Arrange every line of the records below as a JSON list of strings, one string per line, leaving out any blank lines.
== Stored records ==
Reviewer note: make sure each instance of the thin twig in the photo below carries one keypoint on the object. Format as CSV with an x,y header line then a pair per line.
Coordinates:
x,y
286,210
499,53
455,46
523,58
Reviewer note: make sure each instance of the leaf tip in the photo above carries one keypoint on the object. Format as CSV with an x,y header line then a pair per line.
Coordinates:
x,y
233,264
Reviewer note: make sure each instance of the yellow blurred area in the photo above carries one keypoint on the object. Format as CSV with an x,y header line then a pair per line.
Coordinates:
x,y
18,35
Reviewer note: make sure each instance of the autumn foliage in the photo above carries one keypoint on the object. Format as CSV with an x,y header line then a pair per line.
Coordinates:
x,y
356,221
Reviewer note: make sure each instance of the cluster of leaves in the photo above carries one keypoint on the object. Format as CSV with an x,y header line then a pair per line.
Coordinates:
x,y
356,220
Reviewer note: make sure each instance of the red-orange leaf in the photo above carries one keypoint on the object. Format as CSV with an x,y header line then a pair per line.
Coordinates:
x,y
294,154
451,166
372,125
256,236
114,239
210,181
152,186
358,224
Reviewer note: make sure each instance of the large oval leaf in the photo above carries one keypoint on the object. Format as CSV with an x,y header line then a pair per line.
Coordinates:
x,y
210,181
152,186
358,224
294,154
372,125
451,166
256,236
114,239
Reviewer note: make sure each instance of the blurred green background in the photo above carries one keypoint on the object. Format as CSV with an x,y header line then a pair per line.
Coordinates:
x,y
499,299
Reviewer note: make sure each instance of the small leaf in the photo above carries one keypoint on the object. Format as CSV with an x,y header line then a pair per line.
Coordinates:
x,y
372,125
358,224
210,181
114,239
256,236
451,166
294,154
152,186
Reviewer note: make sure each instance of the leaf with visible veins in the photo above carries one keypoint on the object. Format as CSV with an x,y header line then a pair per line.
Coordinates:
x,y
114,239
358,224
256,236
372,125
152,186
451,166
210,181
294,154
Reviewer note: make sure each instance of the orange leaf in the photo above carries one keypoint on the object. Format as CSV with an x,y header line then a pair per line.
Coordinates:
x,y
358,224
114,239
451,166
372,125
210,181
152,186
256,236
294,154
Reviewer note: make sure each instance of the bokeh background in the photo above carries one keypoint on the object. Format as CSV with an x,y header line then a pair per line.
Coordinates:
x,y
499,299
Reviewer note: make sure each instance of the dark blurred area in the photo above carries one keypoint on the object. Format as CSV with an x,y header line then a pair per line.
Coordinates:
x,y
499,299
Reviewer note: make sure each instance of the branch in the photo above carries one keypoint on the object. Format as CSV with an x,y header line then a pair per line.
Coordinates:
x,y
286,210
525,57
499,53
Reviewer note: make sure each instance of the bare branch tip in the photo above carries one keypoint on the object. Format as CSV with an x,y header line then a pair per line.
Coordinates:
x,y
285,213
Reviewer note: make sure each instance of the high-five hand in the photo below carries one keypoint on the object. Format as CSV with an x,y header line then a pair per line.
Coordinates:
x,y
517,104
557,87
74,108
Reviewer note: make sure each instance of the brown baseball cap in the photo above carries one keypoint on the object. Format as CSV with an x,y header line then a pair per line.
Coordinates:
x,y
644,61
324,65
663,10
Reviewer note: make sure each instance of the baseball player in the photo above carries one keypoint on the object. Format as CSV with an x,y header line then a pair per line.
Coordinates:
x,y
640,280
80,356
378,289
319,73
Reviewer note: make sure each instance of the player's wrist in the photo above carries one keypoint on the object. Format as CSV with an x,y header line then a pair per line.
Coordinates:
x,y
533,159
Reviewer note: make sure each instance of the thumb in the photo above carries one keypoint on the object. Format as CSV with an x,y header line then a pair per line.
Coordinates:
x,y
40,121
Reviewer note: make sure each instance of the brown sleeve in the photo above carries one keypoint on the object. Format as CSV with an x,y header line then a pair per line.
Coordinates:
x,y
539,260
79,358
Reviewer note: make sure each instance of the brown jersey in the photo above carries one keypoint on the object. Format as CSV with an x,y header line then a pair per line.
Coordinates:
===
[Task response]
[
  "Reviewer note: make sure each instance of the thin twig in the photo below carries one keypoint on the object. Format as CSV with an x,y header line then a pair per line.",
  "Coordinates:",
  "x,y",
  "286,210",
  "499,53",
  "455,46",
  "523,58",
  "Reviewer note: make sure each instance of the leaf tip in the photo above carries one keypoint on the object. Format as CSV with an x,y header line then a pair per line.",
  "Coordinates:",
  "x,y",
  "233,264",
  "Reviewer note: make sure each instance of the yellow blurred area in the photo above carries one keypoint on the object. Format as CSV with an x,y header line then a pair per line.",
  "Coordinates:",
  "x,y",
  "18,35",
  "Reviewer note: make sure each instance of the autumn foliage in the photo above carries one keypoint on the object. Format as CSV with an x,y header line then a pair per line.",
  "Coordinates:",
  "x,y",
  "356,221",
  "Reviewer note: make sure each instance of the cluster of leaves in the photo above carries one keypoint on the object. Format as CSV with an x,y header line then a pair per line.",
  "Coordinates:",
  "x,y",
  "356,220",
  "Reviewer note: make sure each instance of the red-orange leaf in the photo above carries one keypoint on the object. Format as CSV with an x,y header line then a pair per line.",
  "Coordinates:",
  "x,y",
  "294,154",
  "451,166",
  "372,125",
  "256,236",
  "114,239",
  "210,181",
  "152,186",
  "358,224",
  "Reviewer note: make sure each instance of the large oval leaf in the photo above carries one keypoint on the object. Format as CSV with an x,y header line then a pair per line.",
  "Coordinates:",
  "x,y",
  "210,181",
  "152,186",
  "358,224",
  "294,154",
  "372,125",
  "451,166",
  "256,236",
  "114,239",
  "Reviewer note: make sure each instance of the blurred green background in the photo above carries one keypoint on the object. Format as CSV with an x,y header line then a pair per line.",
  "Coordinates:",
  "x,y",
  "499,299",
  "Reviewer note: make sure each instance of the small leaf in the photo above carries one keypoint on the object. Format as CSV with an x,y header line then a pair per line.",
  "Coordinates:",
  "x,y",
  "372,125",
  "358,224",
  "210,181",
  "114,239",
  "256,236",
  "451,166",
  "294,154",
  "152,186",
  "Reviewer note: make sure each instance of the leaf with visible veins in the photo above carries one keypoint on the object. Format as CSV with an x,y header line then a pair per line.",
  "Coordinates:",
  "x,y",
  "114,239",
  "358,224",
  "256,236",
  "372,125",
  "152,186",
  "451,166",
  "210,181",
  "294,154",
  "Reviewer note: make sure each instance of the orange leaf in the photo above carries one keypoint on the object. Format as CSV with an x,y header line then a pair per line.",
  "Coordinates:",
  "x,y",
  "358,224",
  "114,239",
  "451,166",
  "372,125",
  "210,181",
  "152,186",
  "256,236",
  "294,154",
  "Reviewer note: make sure each instance of the bokeh background in the photo above carries one keypoint on the object. Format as CSV with an x,y header line then a pair per line.",
  "Coordinates:",
  "x,y",
  "499,299",
  "Reviewer note: make sure each instance of the dark blurred area in the photo above carries one keypoint on the object. Format as CSV with an x,y header line then a pair per line.",
  "Coordinates:",
  "x,y",
  "499,299",
  "Reviewer note: make sure each instance of the branch in the photo above carries one keypoint on the object. Format as CSV with an x,y header line then a pair per line.",
  "Coordinates:",
  "x,y",
  "286,210",
  "525,57",
  "499,53",
  "Reviewer note: make sure each instance of the bare branch tip in the photo above carries one keypoint on the object. Format as CSV with an x,y header line then a pair per line.",
  "Coordinates:",
  "x,y",
  "285,213",
  "Reviewer note: make sure each instance of the high-five hand in the photo below carries one keypoint on the object. Format as CSV with an x,y header line then a pair per line.",
  "Coordinates:",
  "x,y",
  "517,104",
  "557,87",
  "74,108",
  "Reviewer note: make sure each instance of the brown baseball cap in the photo above carries one keypoint on the object. Format as CSV with an x,y header line then a pair per line.",
  "Coordinates:",
  "x,y",
  "644,61",
  "324,65",
  "663,10",
  "Reviewer note: make sure each instance of the baseball player in the photo above carries one keypoint on the object. Format as CSV with an x,y header line then a pair per line.",
  "Coordinates:",
  "x,y",
  "640,280",
  "80,356",
  "378,289",
  "319,73",
  "Reviewer note: make sure each instance of the player's wrist in the photo above carries one keypoint on the object. Format as CSV with an x,y header line then a pair per line.",
  "Coordinates:",
  "x,y",
  "533,159",
  "Reviewer note: make sure each instance of the thumb in the photo above carries one keypoint on the object. Format as CSV with an x,y header line then a pair per line.",
  "Coordinates:",
  "x,y",
  "40,121",
  "Reviewer note: make sure each instance of the brown sleeve in the photo above carries one keypoint on the object. Format as CSV with an x,y header line then a pair per line.",
  "Coordinates:",
  "x,y",
  "539,260",
  "79,358",
  "Reviewer note: make sure each instance of the brown jersey in the photo above carries one keypoint on the object. Format as CSV with an x,y header line then a pair per line.",
  "Coordinates:"
]